Exercise task:
Count the lines in the data below that contain the string "shoulder", treating uppercase and lowercase as different. Give only the number.

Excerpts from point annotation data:
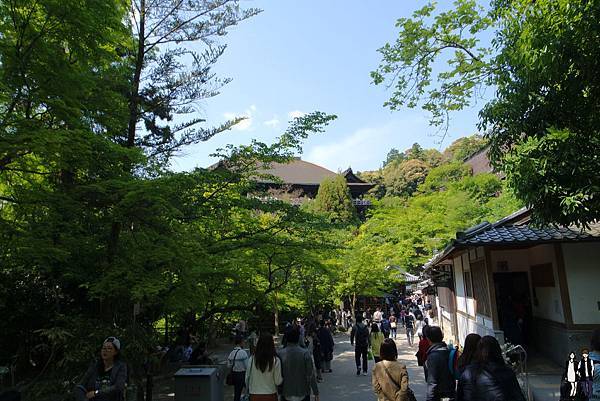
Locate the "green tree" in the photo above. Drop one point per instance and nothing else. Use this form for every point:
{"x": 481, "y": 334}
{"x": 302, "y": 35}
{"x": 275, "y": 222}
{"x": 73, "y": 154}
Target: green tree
{"x": 464, "y": 147}
{"x": 402, "y": 179}
{"x": 393, "y": 156}
{"x": 334, "y": 199}
{"x": 542, "y": 124}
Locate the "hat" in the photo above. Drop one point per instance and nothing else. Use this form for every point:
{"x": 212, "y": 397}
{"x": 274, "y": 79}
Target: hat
{"x": 115, "y": 342}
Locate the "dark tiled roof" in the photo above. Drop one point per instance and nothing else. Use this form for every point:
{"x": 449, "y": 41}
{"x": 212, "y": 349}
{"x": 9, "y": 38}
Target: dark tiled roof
{"x": 514, "y": 230}
{"x": 523, "y": 235}
{"x": 301, "y": 172}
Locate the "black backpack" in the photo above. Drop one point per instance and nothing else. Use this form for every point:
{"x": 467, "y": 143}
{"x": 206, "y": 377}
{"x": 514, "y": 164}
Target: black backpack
{"x": 362, "y": 335}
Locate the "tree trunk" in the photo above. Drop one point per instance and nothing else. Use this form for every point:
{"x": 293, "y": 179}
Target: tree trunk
{"x": 134, "y": 100}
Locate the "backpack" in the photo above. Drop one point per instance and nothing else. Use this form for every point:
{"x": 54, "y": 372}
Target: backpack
{"x": 453, "y": 363}
{"x": 362, "y": 335}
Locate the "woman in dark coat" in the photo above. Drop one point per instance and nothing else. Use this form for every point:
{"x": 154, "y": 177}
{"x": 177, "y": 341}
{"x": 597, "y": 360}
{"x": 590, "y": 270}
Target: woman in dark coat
{"x": 326, "y": 342}
{"x": 468, "y": 355}
{"x": 106, "y": 378}
{"x": 489, "y": 378}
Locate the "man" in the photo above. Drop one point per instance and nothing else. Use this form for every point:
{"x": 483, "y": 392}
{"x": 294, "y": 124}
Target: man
{"x": 385, "y": 327}
{"x": 409, "y": 323}
{"x": 377, "y": 316}
{"x": 441, "y": 385}
{"x": 237, "y": 360}
{"x": 360, "y": 336}
{"x": 297, "y": 368}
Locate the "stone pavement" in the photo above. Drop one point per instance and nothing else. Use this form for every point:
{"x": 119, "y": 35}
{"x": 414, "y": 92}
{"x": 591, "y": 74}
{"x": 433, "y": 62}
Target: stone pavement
{"x": 342, "y": 384}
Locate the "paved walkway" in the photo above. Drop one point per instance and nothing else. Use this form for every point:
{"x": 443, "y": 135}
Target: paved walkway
{"x": 343, "y": 384}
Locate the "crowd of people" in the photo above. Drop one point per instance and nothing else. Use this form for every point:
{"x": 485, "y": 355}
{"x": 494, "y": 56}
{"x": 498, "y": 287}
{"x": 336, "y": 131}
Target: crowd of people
{"x": 476, "y": 372}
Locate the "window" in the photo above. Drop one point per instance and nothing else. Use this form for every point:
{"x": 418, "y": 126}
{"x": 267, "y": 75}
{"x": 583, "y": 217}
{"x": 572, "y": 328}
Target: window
{"x": 468, "y": 284}
{"x": 542, "y": 275}
{"x": 480, "y": 288}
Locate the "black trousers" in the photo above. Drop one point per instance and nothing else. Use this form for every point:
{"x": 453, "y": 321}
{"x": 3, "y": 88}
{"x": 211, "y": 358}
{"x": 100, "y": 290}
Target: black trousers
{"x": 239, "y": 382}
{"x": 361, "y": 351}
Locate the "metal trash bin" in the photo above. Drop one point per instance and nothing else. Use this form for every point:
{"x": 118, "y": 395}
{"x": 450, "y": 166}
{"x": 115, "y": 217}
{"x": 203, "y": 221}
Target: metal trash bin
{"x": 197, "y": 383}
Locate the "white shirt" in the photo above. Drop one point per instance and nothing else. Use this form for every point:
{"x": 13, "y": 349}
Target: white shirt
{"x": 263, "y": 382}
{"x": 237, "y": 360}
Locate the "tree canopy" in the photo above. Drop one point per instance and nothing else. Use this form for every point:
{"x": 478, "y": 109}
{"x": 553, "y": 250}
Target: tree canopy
{"x": 541, "y": 63}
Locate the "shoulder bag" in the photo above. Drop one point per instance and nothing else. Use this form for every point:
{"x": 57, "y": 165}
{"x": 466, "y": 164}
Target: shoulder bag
{"x": 410, "y": 394}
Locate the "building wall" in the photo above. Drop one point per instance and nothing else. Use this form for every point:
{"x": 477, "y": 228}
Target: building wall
{"x": 468, "y": 319}
{"x": 549, "y": 304}
{"x": 582, "y": 265}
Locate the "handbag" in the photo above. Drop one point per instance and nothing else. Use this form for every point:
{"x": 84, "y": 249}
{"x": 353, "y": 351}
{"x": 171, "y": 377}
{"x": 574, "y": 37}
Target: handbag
{"x": 229, "y": 377}
{"x": 409, "y": 393}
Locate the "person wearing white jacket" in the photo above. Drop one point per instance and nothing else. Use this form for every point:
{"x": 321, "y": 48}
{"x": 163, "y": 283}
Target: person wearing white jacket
{"x": 263, "y": 374}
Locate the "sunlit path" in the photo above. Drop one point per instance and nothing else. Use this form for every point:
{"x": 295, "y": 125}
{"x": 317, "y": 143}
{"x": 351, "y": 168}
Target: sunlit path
{"x": 343, "y": 384}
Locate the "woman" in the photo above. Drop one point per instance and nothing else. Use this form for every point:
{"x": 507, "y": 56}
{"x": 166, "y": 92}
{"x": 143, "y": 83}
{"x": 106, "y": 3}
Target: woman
{"x": 468, "y": 355}
{"x": 264, "y": 371}
{"x": 488, "y": 379}
{"x": 376, "y": 338}
{"x": 105, "y": 379}
{"x": 595, "y": 357}
{"x": 390, "y": 378}
{"x": 393, "y": 326}
{"x": 326, "y": 344}
{"x": 237, "y": 362}
{"x": 424, "y": 345}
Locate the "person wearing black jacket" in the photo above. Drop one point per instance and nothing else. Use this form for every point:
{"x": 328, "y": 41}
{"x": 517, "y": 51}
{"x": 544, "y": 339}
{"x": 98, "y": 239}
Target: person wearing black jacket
{"x": 489, "y": 378}
{"x": 106, "y": 378}
{"x": 440, "y": 383}
{"x": 326, "y": 342}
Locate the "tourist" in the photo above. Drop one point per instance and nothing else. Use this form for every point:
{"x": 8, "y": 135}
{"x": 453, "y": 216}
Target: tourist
{"x": 377, "y": 316}
{"x": 264, "y": 371}
{"x": 440, "y": 382}
{"x": 327, "y": 345}
{"x": 106, "y": 378}
{"x": 385, "y": 326}
{"x": 390, "y": 378}
{"x": 489, "y": 378}
{"x": 402, "y": 315}
{"x": 393, "y": 326}
{"x": 241, "y": 327}
{"x": 468, "y": 353}
{"x": 409, "y": 323}
{"x": 237, "y": 360}
{"x": 297, "y": 368}
{"x": 585, "y": 371}
{"x": 315, "y": 348}
{"x": 359, "y": 336}
{"x": 419, "y": 324}
{"x": 424, "y": 345}
{"x": 376, "y": 338}
{"x": 595, "y": 357}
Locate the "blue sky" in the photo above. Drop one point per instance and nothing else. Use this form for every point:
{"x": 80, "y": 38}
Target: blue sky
{"x": 299, "y": 56}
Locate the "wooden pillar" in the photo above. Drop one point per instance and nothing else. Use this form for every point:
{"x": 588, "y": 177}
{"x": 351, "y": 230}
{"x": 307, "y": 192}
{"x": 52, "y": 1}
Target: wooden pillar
{"x": 489, "y": 270}
{"x": 563, "y": 286}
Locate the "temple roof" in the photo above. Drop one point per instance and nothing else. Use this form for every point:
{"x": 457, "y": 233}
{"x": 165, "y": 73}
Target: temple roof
{"x": 301, "y": 172}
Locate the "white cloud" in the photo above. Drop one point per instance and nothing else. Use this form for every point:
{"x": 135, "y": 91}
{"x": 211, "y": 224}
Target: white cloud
{"x": 296, "y": 114}
{"x": 366, "y": 147}
{"x": 274, "y": 122}
{"x": 244, "y": 125}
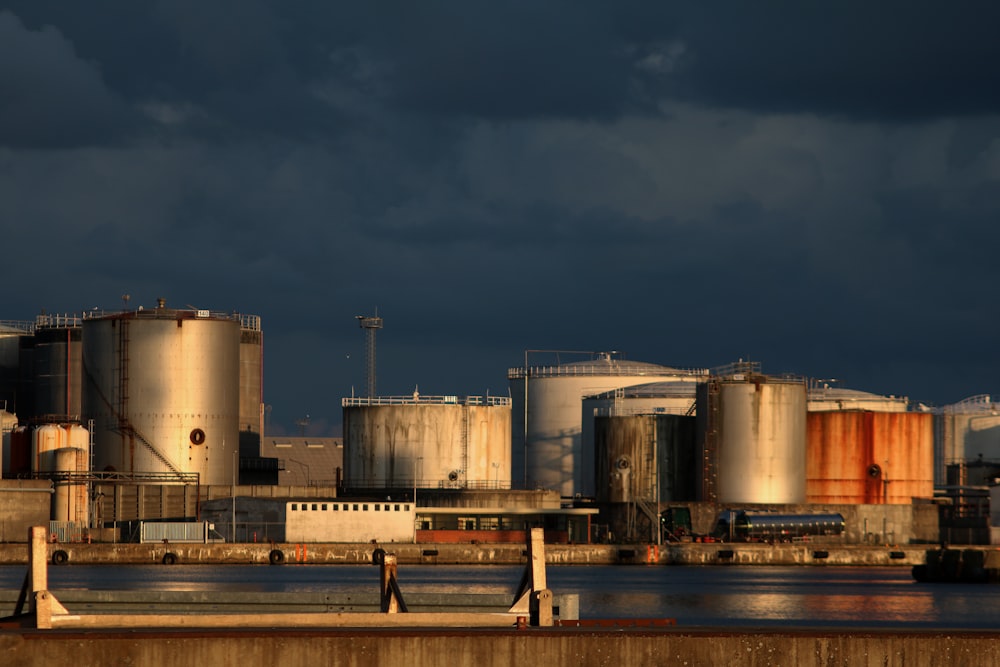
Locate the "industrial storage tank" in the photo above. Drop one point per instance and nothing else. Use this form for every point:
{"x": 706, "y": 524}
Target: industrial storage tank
{"x": 647, "y": 458}
{"x": 17, "y": 459}
{"x": 8, "y": 423}
{"x": 752, "y": 437}
{"x": 867, "y": 457}
{"x": 548, "y": 449}
{"x": 163, "y": 388}
{"x": 964, "y": 432}
{"x": 57, "y": 366}
{"x": 427, "y": 442}
{"x": 70, "y": 501}
{"x": 251, "y": 385}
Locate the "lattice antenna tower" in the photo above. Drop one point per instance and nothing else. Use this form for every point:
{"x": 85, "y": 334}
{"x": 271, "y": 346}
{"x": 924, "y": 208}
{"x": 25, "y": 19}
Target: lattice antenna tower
{"x": 370, "y": 324}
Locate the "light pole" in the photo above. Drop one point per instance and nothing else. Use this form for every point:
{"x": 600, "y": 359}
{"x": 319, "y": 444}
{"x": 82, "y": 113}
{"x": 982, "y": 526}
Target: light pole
{"x": 417, "y": 460}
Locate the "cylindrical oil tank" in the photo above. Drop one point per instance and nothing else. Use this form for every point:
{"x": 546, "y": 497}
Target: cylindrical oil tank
{"x": 645, "y": 458}
{"x": 752, "y": 438}
{"x": 69, "y": 500}
{"x": 49, "y": 439}
{"x": 18, "y": 465}
{"x": 8, "y": 422}
{"x": 163, "y": 389}
{"x": 866, "y": 457}
{"x": 548, "y": 449}
{"x": 426, "y": 442}
{"x": 966, "y": 431}
{"x": 57, "y": 367}
{"x": 251, "y": 384}
{"x": 13, "y": 338}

Task output:
2